--- Task goal ---
The expected answer is the data below, retyped exactly.

--- The data ---
###

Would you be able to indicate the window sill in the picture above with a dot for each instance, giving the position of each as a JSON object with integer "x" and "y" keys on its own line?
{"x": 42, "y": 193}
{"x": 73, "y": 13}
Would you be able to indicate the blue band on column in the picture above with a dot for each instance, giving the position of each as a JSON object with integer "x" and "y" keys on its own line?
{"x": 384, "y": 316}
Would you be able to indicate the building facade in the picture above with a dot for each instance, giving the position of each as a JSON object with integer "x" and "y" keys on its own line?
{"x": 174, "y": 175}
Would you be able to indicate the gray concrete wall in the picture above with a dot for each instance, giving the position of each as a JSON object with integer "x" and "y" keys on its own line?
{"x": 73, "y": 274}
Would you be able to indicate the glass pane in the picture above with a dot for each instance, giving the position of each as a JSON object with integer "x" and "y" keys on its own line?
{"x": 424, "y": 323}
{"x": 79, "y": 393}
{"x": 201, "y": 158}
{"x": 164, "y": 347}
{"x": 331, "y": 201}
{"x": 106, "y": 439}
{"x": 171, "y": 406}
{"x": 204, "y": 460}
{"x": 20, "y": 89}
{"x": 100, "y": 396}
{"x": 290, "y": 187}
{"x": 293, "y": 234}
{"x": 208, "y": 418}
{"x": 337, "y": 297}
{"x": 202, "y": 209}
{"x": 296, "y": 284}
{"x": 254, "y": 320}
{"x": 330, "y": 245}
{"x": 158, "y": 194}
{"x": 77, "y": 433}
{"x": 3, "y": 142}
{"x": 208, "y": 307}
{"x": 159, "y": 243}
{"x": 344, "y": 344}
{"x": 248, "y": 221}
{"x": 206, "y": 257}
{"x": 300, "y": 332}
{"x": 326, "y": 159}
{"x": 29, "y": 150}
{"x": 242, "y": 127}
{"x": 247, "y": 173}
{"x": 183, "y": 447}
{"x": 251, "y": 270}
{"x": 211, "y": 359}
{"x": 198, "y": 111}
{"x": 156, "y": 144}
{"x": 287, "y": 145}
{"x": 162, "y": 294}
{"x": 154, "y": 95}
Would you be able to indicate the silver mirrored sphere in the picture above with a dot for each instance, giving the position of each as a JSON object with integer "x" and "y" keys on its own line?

###

--- Expected answer ---
Would you be able to indicate the window sill in the picture above with a dot for each instance, giving the position of each as a JSON object with integer "x" and "y" keys on its own line?
{"x": 42, "y": 193}
{"x": 73, "y": 13}
Would you be able to indicate the blue band on column in the picture above with a dot for each instance, giving the position of each as a JSON object with integer "x" and "y" keys on its own line?
{"x": 384, "y": 316}
Would you be able to indicate the building facade in the picture above with a dot for each instance, giving the position of each as a JSON object with integer "x" and "y" keys on its own line?
{"x": 174, "y": 175}
Would you be able to indicate the gray concrete wall in the picture above with a dot for each instance, giving the position of each as a JSON object with integer "x" and "y" keys on its own line?
{"x": 73, "y": 274}
Would you be able to indicate the glass pane in the picture above with a dot for each instance, giving the position of each as a JSON object with integer "x" and "y" keys on its own line?
{"x": 424, "y": 323}
{"x": 79, "y": 393}
{"x": 201, "y": 158}
{"x": 164, "y": 347}
{"x": 331, "y": 201}
{"x": 106, "y": 439}
{"x": 171, "y": 406}
{"x": 204, "y": 460}
{"x": 20, "y": 89}
{"x": 100, "y": 396}
{"x": 290, "y": 187}
{"x": 293, "y": 234}
{"x": 208, "y": 418}
{"x": 337, "y": 297}
{"x": 202, "y": 209}
{"x": 296, "y": 284}
{"x": 254, "y": 320}
{"x": 330, "y": 245}
{"x": 158, "y": 194}
{"x": 77, "y": 433}
{"x": 3, "y": 142}
{"x": 208, "y": 307}
{"x": 159, "y": 243}
{"x": 344, "y": 344}
{"x": 248, "y": 221}
{"x": 206, "y": 257}
{"x": 300, "y": 332}
{"x": 326, "y": 159}
{"x": 29, "y": 150}
{"x": 242, "y": 127}
{"x": 247, "y": 173}
{"x": 183, "y": 447}
{"x": 251, "y": 270}
{"x": 211, "y": 359}
{"x": 198, "y": 111}
{"x": 156, "y": 144}
{"x": 287, "y": 145}
{"x": 162, "y": 294}
{"x": 154, "y": 95}
Would you be able to indicate the silver mirrored sphere in the picture above with a dot for each instance, giving the position of each as a JSON object with integer "x" and "y" keys on its own line?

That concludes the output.